▸ **EXCERPT TO READ**:
Credit: © Mark Wade. 11,208 bytes. 157 x 347 pixels.



Launch Vehicle: A1. First in series of rockets leading to V-2. Exploded at Kummersdorf in first launch attempt. Considered aerodynamically unstable (stabilising fins were mounted forward) and no further launch attempts were made. Propellants Lox/75% alcohol.

Launch Vehicle: A2. First flight test rocket in series that led to V-2. Two were built, dubbed Max and Moritz. Both were successfully flown at Kummersdorf to an altitude of 2 km. Propellants Lox/75% alcohol.

Launch Vehicle: A3.

Subscale test model of A4 (V-2). Wingspan 0.93 m. The rocket's expected longer range required moving the launch site from Kummersdorf to the island of Greifwalder Oie (within site of the permanent new rocket test facilities being built at Peenemuende). All of the test launches were failures. A total redesign, the A5, was used for subscale development of A4 technology. Propellants Lox/75% alcohol.


Launch Vehicle: A5. Subscale test model of A4 (V-2). Replaced the A3 in this role after its unsuccessful test series. Numerous example successfuly flown from 1938 to 1942, proving aerodynamics and other technology for the A4. Propellants Lox/75% alcohol.

Launch Vehicle: A6.

▸ **DATA PROVIDED**:
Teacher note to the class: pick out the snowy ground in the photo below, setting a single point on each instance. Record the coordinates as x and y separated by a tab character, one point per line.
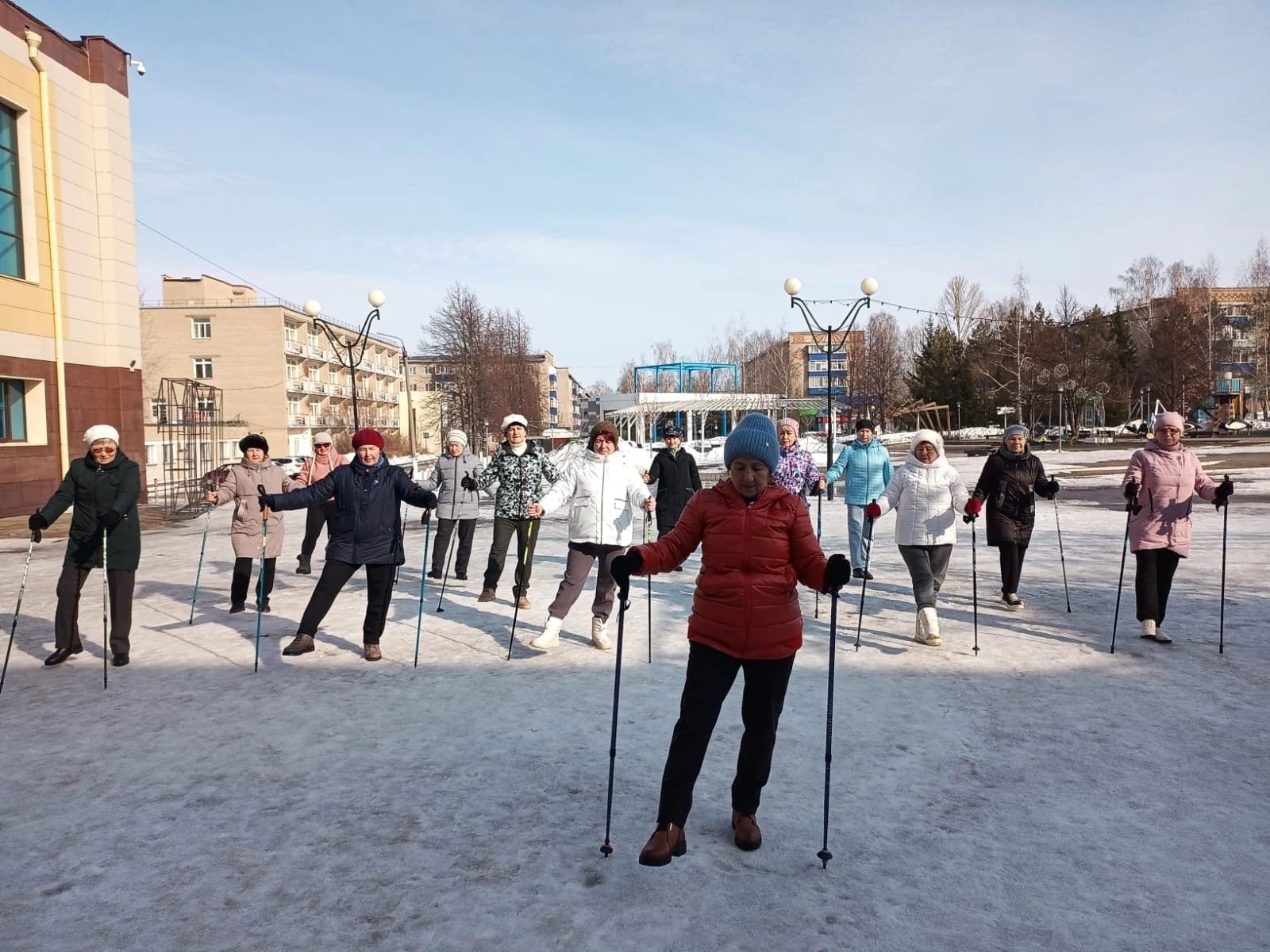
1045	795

▸ **WORK TO COMPLETE**: Return the passage of the launch vehicle notes from "Launch Vehicle: A3." to "technology. Propellants Lox/75% alcohol.", copied word for word. The data comes from a separate source.

▸ **PROBLEM SOLUTION**:
Launch Vehicle: A3.

Subscale test model of A4 (V-2). Wingspan 0.93 m. The rocket's expected longer range required moving the launch site from Kummersdorf to the island of Greifwalder Oie (within site of the permanent new rocket test facilities being built at Peenemuende). All of the test launches were failures. A total redesign, the A5, was used for subscale development of A4 technology. Propellants Lox/75% alcohol.